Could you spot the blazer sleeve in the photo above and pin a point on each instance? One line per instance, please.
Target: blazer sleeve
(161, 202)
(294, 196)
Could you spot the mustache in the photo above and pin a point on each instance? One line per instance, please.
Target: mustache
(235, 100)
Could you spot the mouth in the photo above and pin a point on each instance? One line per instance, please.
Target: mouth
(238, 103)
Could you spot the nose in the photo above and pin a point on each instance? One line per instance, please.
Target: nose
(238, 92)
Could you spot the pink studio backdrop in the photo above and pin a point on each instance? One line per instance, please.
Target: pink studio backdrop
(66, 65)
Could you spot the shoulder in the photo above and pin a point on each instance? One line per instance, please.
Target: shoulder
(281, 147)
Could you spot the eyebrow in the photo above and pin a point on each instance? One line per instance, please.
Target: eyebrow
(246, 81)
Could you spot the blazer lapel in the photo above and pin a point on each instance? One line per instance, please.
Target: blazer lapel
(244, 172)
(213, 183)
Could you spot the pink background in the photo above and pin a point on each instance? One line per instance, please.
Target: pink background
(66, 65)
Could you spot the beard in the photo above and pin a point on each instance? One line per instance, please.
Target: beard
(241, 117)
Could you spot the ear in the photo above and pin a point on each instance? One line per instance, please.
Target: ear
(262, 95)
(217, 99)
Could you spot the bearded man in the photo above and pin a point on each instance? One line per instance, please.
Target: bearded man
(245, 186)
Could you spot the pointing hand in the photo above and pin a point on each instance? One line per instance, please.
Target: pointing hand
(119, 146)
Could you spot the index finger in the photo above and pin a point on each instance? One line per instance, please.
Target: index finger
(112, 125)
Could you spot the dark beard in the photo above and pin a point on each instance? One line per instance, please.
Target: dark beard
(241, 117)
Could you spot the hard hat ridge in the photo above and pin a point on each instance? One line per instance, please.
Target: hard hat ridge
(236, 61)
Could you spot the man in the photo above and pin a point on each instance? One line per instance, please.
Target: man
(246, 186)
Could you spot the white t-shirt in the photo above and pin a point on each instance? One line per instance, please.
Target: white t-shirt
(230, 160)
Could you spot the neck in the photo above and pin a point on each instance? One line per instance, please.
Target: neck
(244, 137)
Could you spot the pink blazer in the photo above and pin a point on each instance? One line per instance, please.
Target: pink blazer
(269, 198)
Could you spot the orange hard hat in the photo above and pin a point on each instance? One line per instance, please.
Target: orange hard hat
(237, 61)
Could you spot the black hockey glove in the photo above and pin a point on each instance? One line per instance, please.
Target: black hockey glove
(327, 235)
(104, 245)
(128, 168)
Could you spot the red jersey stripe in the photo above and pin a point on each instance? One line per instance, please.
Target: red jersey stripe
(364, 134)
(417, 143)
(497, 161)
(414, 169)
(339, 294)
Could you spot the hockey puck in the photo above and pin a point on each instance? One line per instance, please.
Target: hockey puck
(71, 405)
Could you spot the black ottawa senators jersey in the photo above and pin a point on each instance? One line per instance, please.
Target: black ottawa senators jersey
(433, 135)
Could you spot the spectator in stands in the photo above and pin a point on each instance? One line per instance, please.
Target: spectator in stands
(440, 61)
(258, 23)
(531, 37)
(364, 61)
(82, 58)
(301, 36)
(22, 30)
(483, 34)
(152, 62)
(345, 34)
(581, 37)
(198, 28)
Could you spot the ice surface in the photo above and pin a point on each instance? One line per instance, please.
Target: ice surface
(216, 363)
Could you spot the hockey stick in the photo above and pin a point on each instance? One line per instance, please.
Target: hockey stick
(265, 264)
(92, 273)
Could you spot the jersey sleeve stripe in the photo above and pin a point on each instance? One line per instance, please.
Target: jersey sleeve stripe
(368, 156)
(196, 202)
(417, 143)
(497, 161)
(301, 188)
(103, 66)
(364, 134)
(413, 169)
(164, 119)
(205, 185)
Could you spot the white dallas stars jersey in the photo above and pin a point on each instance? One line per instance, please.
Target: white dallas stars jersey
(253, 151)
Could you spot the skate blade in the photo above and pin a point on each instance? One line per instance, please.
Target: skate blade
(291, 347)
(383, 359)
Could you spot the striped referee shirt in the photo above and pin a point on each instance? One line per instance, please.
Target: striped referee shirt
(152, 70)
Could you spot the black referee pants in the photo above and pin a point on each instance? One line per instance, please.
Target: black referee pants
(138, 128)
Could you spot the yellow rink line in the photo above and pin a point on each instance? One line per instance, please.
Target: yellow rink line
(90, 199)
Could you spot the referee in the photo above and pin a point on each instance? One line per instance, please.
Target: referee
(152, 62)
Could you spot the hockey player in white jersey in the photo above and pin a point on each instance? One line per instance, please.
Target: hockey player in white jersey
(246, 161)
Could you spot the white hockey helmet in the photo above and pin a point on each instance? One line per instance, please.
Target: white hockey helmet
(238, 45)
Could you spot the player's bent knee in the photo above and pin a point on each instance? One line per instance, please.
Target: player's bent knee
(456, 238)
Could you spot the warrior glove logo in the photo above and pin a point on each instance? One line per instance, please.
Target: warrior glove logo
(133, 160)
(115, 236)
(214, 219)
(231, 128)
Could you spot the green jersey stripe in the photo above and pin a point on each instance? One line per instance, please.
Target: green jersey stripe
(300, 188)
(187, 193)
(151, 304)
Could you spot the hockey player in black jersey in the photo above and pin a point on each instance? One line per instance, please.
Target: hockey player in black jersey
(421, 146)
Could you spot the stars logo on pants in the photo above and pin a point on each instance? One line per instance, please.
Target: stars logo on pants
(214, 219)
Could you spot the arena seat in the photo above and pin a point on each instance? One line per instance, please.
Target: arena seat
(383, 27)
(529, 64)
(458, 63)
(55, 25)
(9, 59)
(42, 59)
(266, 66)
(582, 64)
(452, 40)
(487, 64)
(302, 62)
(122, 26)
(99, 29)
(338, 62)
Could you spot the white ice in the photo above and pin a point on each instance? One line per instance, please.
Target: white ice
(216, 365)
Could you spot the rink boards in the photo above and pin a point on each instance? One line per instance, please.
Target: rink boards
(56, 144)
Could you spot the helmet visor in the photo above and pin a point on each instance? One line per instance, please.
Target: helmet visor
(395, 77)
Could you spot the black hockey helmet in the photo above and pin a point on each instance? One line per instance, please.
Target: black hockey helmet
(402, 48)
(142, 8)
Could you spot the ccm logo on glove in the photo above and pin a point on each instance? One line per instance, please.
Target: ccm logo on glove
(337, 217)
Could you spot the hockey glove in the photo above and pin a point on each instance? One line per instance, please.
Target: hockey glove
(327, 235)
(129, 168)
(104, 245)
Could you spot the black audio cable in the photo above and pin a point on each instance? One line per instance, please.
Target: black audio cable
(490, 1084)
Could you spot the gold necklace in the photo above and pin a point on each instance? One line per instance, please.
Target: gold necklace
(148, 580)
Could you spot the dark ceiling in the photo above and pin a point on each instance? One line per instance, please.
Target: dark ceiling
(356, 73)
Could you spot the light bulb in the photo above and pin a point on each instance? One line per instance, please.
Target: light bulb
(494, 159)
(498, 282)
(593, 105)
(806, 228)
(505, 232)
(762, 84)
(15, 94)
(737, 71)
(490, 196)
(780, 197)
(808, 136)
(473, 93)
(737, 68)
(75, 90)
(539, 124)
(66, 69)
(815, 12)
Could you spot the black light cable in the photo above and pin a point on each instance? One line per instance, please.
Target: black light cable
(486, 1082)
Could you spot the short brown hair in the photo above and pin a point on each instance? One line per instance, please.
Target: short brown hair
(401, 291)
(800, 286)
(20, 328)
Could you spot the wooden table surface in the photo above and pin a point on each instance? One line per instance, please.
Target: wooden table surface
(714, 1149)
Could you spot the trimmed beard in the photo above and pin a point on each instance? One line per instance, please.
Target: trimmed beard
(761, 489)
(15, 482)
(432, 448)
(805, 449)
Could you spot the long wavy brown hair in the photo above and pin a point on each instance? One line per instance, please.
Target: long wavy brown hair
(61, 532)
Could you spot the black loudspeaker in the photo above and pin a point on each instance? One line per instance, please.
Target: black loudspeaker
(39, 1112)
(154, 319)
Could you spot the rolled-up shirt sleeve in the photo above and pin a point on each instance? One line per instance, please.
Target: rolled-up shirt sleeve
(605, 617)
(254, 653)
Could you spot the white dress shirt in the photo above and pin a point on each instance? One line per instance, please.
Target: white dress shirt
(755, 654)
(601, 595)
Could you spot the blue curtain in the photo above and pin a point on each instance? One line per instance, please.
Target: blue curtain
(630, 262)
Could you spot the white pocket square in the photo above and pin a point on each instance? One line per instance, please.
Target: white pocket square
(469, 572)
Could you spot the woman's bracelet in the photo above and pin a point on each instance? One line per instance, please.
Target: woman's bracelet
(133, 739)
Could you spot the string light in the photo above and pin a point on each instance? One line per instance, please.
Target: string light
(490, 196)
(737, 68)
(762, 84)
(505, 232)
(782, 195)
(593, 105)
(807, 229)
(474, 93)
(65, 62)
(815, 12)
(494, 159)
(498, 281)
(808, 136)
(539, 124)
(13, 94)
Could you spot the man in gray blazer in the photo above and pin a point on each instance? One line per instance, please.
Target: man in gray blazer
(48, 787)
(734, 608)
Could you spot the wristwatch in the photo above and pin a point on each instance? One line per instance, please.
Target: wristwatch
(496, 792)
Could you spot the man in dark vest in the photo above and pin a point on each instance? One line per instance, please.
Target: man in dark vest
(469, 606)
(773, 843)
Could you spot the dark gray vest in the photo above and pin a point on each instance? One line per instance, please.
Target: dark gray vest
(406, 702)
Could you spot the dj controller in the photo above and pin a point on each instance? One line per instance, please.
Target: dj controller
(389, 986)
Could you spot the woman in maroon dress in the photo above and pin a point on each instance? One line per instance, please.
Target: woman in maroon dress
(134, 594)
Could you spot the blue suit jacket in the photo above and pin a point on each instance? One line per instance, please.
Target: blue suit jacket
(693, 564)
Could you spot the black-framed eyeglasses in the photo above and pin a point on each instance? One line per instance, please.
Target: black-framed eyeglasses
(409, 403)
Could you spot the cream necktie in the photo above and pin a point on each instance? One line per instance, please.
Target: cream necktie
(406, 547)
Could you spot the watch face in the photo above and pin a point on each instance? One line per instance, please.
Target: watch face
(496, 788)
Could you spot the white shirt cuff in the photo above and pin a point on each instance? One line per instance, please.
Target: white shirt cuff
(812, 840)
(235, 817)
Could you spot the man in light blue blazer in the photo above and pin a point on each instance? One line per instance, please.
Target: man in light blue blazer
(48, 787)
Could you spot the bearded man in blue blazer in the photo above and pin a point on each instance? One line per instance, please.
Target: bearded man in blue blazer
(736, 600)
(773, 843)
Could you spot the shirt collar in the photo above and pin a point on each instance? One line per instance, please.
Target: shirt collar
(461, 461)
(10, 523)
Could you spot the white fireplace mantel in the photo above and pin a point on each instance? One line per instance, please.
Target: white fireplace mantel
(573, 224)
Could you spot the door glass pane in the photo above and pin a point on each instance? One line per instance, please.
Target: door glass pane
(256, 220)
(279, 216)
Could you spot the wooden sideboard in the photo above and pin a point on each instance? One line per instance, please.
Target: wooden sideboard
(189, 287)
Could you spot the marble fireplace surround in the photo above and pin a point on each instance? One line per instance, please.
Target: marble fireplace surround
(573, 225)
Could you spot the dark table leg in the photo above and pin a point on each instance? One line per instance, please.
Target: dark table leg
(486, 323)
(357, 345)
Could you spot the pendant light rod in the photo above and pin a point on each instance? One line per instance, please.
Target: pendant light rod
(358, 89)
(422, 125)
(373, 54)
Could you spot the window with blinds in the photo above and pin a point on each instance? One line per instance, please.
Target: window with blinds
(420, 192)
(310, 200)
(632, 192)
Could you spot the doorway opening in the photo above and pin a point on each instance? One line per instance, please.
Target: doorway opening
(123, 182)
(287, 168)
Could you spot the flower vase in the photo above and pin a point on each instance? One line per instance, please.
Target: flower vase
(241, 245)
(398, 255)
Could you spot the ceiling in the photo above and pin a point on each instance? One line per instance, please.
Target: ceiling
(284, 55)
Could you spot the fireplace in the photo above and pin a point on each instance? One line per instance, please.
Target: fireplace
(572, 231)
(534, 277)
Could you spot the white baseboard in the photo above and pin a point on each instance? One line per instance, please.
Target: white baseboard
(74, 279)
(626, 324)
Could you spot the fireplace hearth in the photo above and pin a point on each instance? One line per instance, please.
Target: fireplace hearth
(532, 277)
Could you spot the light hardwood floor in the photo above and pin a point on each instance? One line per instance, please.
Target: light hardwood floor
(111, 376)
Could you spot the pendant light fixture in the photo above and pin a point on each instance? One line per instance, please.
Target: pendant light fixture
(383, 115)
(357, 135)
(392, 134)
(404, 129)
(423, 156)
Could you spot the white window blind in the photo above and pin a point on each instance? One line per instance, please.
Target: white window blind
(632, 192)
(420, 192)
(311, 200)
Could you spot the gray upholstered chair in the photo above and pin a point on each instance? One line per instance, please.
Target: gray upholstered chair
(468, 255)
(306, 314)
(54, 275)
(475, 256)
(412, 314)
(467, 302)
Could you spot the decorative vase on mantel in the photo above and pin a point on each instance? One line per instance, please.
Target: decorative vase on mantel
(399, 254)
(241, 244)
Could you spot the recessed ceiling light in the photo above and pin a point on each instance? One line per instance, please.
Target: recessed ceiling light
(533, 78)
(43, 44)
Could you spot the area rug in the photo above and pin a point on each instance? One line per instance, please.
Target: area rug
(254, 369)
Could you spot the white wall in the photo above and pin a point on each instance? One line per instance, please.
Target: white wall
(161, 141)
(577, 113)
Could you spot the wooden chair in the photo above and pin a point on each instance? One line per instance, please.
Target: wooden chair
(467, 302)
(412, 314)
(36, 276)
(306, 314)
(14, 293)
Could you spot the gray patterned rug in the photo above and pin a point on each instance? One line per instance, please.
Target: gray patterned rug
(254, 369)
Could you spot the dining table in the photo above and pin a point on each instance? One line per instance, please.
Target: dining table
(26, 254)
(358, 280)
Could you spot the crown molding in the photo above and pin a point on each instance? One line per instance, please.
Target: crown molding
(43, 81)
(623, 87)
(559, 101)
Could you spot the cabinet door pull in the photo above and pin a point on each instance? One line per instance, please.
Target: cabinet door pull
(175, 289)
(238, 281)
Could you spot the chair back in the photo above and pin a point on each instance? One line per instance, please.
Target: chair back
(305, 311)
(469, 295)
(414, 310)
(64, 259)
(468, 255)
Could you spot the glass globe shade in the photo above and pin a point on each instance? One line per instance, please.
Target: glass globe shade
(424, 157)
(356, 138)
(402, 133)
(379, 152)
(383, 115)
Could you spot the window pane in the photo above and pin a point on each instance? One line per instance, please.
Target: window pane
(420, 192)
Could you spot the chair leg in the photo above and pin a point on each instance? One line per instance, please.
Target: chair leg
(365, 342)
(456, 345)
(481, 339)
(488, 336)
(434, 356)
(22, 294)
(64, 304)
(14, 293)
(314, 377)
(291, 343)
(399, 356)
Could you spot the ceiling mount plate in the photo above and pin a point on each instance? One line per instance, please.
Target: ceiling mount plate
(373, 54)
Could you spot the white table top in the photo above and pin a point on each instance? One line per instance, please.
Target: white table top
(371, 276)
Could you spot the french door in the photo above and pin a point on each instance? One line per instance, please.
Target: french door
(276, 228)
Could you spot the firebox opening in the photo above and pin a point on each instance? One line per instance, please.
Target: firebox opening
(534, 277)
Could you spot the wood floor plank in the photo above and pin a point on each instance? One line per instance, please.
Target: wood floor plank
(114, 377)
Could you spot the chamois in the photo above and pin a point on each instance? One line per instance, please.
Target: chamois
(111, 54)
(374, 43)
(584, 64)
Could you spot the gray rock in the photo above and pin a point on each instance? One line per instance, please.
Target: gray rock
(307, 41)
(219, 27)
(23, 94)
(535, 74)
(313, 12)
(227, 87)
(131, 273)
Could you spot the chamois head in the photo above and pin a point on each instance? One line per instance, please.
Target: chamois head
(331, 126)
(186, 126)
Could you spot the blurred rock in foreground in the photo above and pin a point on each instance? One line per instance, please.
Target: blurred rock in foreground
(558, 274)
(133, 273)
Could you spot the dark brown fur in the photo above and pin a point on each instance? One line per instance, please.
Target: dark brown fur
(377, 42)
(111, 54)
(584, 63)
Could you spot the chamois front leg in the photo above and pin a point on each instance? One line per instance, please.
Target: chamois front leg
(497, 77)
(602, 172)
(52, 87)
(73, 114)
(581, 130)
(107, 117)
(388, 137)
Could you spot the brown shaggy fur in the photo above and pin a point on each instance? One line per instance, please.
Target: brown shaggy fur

REQUIRED TASK
Give again only the lines starting at the one that contains "Could you spot the dark brown" and running to the end of the data.

CORRECT ANSWER
Could you spot the dark brown fur in the photo above and pin a point on each instance? One line per instance, please.
Target: dark brown fur
(377, 42)
(111, 54)
(584, 63)
Could you spot the chamois front leg in the photo above and pin a point on each instance? One line per instance, please.
Target: chamois front leg
(497, 77)
(602, 172)
(52, 87)
(73, 114)
(581, 130)
(107, 117)
(388, 137)
Could you spot the brown shaggy fur in the photo above and pin a point on each instance? One line per instance, please.
Target: brown shaggy fur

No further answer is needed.